§ Assignment: From the line containing "of the green" down to the line containing "the car wheel" in the records below, reproduce every line exactly, ends included, and omit all others.

§ The records:
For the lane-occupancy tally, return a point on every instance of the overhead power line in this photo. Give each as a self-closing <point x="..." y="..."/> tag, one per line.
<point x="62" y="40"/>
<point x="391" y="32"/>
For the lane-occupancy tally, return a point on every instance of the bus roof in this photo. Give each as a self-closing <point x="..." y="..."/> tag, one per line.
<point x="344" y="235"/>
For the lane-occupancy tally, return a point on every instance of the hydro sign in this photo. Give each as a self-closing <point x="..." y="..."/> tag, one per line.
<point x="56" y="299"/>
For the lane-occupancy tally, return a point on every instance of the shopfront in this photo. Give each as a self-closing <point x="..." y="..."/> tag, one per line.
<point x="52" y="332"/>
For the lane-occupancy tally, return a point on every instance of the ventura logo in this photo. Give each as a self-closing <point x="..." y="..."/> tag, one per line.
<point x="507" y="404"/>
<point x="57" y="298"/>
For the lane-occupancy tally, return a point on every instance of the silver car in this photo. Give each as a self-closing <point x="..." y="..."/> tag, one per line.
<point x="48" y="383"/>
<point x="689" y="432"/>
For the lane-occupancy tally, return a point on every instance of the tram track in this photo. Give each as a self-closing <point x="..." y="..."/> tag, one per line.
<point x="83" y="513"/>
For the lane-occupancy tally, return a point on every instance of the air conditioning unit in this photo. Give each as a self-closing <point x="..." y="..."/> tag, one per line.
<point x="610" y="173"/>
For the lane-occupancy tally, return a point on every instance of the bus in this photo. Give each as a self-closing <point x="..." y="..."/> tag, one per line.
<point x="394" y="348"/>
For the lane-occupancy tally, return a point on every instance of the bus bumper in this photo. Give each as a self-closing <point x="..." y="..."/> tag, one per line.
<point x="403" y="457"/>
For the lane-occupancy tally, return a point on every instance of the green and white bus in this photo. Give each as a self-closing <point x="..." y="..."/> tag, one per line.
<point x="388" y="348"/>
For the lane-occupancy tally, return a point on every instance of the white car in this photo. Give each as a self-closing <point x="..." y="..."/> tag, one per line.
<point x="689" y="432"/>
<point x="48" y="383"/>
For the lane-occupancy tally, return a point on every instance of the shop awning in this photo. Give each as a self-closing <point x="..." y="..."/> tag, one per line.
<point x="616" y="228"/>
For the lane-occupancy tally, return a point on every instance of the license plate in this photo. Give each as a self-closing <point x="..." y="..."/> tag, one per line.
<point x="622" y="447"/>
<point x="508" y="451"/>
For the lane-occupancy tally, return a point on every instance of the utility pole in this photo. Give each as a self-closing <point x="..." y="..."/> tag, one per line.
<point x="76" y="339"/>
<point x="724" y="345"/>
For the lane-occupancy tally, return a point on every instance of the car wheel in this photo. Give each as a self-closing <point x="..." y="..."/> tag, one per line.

==

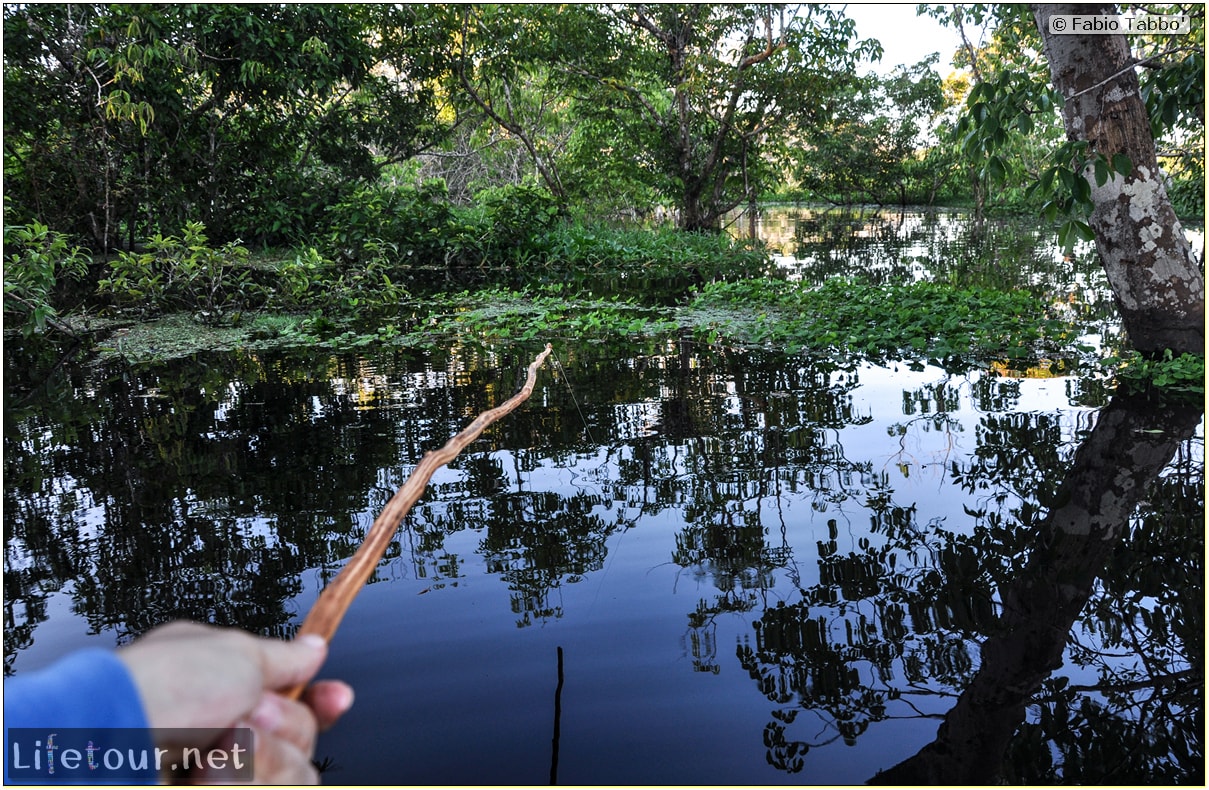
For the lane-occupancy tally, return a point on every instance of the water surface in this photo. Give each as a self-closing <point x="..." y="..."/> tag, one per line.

§ Problem solution:
For the lane-occupancy tally, return a point on every instance of the green and white bus in this photo. Give each as a self-closing <point x="..." y="..."/> tag, one per line.
<point x="388" y="348"/>
For the lane-occupancy tally, return a point on every instance of the white car in this photo. Give each as a self-closing <point x="..." y="..."/> tag, one per line.
<point x="689" y="432"/>
<point x="48" y="383"/>
For the lane-occupancy tally, return a point on every instance of the shop awning in this photo. Give each as a self-closing <point x="..." y="..."/> tag, one per line.
<point x="616" y="228"/>
For the lane-occupancy tally, return a point on every instance of the license plate in this photo. Give each as a self-closing <point x="..." y="..."/> tag, one per line.
<point x="622" y="447"/>
<point x="508" y="451"/>
For the lane-occupancy tally, return a point on every instance of the utility pole in this photo. Give each as a self-closing <point x="..." y="..."/> tag, one per line.
<point x="76" y="339"/>
<point x="724" y="345"/>
For the lane-occupancy tally, return a point on every instance of the car wheel in this photo. Give each as a self-closing <point x="..." y="..."/> tag, one per line.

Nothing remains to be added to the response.